## GIVEN REQUEST
Can you carry the text about the Christmas song and its success in Boston further, picking up right after its last sentence?
== EXTRACTED TEXT
Could such a song be successful in today’s music industry? “If that stuff had been around when the song came out, it probably would have helped drive it further,” Phelps said of TikTok and Instagram.
“We’re from Ohio and the Browns are the biggest joke in the NFL. If the Browns were to win the Super Bowl and somebody wrote a song about that, I think it would have about the same effect that ours did: it would rise quickly and then fade quickly when the excitement was over,” said Short. “Obviously it would be a big TikTok thing, it would be a big meme thing, but it would be a different environment. But again, I think the success of our version of that Christmas song was just the fact the radio station embraced it and the culture up in Boston embraced it.”
Short think lyrics like theirs might not pass muster today. “There was a big issue with the original song too,” he said. “There were talks of that being on the Christmas edition of ‘Now That’s What I Call Music.’ If I’m not mistaken, it was the same Christmas one Mariah Carey’s big song was on. But they thought the lyrical content was a little too much. So even back then, it was right on the edge of being too much. I don’t know if it would get on the radio now.”
====
== RECORD SET
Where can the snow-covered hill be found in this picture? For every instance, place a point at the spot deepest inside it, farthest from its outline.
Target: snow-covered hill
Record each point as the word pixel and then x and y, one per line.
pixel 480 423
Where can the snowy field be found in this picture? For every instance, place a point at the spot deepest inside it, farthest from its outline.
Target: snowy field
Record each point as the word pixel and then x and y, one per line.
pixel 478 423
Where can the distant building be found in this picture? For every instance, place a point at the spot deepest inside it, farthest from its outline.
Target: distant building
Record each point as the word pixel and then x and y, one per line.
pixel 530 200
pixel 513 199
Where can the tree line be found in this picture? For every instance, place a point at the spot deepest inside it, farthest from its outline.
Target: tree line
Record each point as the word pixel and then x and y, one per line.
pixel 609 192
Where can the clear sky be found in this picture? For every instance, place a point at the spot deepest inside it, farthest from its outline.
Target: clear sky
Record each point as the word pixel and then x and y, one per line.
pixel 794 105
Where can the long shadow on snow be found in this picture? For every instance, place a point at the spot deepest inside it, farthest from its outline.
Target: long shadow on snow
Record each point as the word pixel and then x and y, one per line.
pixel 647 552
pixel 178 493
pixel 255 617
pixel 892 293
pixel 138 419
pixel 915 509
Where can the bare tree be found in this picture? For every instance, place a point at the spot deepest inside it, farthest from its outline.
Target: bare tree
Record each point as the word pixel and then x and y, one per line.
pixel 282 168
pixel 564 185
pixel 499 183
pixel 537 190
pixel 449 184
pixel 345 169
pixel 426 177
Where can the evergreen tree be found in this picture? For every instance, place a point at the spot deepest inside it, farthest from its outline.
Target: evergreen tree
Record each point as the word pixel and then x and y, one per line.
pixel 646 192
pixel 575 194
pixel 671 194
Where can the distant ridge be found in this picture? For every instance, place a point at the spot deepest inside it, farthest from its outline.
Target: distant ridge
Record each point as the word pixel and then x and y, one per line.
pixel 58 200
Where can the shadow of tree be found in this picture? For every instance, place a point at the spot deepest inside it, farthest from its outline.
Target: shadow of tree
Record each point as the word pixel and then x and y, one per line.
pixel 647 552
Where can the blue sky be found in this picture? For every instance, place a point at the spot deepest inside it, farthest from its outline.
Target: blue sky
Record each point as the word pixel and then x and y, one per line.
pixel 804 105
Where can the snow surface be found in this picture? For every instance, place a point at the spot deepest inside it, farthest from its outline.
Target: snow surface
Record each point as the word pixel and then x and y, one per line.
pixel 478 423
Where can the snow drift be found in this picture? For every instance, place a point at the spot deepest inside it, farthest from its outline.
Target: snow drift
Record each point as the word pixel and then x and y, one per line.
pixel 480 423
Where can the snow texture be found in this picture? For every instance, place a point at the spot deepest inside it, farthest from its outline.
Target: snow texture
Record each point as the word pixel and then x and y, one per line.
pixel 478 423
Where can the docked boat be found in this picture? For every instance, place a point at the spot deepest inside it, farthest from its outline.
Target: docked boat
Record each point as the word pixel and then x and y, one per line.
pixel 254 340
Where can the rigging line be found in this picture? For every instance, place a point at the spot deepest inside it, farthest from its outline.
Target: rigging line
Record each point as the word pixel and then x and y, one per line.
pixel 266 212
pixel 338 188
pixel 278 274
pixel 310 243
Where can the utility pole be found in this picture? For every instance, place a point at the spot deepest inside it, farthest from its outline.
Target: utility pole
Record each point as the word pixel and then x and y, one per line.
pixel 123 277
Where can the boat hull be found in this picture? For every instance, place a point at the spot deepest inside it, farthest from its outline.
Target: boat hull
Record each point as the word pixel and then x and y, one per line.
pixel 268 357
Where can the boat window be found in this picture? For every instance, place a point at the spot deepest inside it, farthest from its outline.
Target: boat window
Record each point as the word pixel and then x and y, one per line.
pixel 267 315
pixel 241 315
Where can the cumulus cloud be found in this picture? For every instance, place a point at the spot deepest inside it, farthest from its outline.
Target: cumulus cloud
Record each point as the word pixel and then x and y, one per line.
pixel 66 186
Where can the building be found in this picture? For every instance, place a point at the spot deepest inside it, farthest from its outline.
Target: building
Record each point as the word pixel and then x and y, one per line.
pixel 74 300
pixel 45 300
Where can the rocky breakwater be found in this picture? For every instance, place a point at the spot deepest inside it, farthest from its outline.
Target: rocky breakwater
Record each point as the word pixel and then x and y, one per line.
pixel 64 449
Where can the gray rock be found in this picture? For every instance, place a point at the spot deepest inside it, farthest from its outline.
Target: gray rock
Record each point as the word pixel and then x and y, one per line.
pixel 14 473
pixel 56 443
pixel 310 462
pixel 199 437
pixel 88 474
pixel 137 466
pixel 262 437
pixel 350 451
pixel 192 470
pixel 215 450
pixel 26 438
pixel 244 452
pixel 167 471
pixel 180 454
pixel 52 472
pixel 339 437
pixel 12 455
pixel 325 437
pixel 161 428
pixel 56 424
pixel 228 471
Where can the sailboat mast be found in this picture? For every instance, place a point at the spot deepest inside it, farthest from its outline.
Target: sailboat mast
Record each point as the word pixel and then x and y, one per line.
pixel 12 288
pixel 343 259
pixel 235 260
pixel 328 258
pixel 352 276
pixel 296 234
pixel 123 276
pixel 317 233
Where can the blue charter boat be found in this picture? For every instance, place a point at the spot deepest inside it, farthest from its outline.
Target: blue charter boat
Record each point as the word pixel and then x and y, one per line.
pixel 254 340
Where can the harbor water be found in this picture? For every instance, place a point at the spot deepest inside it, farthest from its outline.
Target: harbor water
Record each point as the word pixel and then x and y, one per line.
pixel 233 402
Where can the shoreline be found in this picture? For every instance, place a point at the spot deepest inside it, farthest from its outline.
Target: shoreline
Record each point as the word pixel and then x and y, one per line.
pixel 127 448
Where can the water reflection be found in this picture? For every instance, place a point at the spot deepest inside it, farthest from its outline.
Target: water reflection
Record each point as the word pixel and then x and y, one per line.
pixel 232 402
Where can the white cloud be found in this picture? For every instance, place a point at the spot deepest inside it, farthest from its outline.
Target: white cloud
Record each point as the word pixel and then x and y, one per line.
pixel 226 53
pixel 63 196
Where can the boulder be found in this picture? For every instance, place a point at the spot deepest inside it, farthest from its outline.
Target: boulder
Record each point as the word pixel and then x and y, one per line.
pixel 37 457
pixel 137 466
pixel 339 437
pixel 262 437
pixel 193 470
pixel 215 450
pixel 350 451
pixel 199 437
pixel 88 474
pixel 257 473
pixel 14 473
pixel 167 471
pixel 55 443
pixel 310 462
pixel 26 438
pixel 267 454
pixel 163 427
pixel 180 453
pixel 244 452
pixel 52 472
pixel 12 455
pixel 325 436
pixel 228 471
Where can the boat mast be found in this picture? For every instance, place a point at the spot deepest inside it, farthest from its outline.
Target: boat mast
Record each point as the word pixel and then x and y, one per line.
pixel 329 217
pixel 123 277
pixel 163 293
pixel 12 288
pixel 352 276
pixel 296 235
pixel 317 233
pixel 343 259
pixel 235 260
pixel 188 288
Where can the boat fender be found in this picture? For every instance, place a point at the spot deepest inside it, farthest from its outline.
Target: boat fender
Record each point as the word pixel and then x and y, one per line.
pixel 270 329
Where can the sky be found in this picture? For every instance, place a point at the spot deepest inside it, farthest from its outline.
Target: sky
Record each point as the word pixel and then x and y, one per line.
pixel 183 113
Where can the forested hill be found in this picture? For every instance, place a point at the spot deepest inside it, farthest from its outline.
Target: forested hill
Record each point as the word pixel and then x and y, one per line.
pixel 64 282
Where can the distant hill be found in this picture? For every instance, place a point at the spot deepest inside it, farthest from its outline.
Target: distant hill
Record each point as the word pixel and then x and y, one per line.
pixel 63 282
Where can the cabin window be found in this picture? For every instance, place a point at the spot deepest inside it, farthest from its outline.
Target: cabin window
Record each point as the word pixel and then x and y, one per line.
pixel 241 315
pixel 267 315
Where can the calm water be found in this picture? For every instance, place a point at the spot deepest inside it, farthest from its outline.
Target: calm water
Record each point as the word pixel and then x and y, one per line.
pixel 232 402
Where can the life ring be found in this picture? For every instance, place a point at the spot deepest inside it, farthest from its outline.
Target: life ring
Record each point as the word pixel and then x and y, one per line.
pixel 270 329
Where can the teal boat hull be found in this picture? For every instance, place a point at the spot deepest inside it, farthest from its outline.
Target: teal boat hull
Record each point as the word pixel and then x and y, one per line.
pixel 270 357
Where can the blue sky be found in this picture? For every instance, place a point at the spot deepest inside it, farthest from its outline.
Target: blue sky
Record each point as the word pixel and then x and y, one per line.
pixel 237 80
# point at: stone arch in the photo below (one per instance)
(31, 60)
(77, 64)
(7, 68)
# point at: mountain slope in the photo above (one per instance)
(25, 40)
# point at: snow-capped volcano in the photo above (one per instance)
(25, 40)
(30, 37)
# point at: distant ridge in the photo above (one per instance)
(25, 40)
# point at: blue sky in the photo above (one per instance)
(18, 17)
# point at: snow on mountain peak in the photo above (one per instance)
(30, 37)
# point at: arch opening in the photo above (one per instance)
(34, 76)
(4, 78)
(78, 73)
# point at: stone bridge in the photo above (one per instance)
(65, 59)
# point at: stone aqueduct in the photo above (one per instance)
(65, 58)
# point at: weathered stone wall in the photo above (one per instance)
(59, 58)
====
## IN RESPONSE
Those iffy lyrics are everyone’s favorites, though. “It’s tough to beat the Speedo, it really is,” Short said of their Torre jab. “It just gives everyone a visual.”
“All you New York Yankees fans can kiss this,” is Phelps’ favorite. “Try a knuckle sandwich and the Varitek punch,” directed at Alex Rodriguez, is a close second.
Despite lobbing such creative insults, Short and Phelps said they never heard a peep from the Yankees or Major League Baseball. Nor did they ever have any communication or interaction with the Red Sox. “We never got to meet any of the players, which was kind of surprising,” Short said.
But Phelps later discovered he had two connections to the ’04 squad. “(Kevin) Youkilis went to my high school, Sycamore, after me. And I played sports growing up, and I played basketball with this kid who was like, the most talented kid that I’d ever been around,” he said. “Later on, after the song was doing well and everything, I realized he was on the Red Sox.”
That would be Adam Hyzdu, who played 29 games for the Red Sox between 2004-05, amidst a seven-year MLB career. “I ended up emailing with him, saying, ‘Hey dude, I didn’t know that you were on the Sox. That was me singing ‘Merry Frickin’ Christmas!’” Phelps said with a chuckle. “I congratulated him on getting a ring. We got a laugh out of it.”
These days, Short owns a music teaching company and plays and writes with a couple of bands. Phelps writes jingles for businesses around the country. For them, Frickin A’ has long been a fond memory that only resurfaces during the most wonderful time of year.
“Once a year, I’ll play the Christmas song for people, just to get a big laugh out of it, but I don’t think about it very often, so this conversation is a nice blast from the past,” said Short.
Unless…
“It might take the Red Sox winning the World Series again for us to get back together,” Short said. “Who knows?”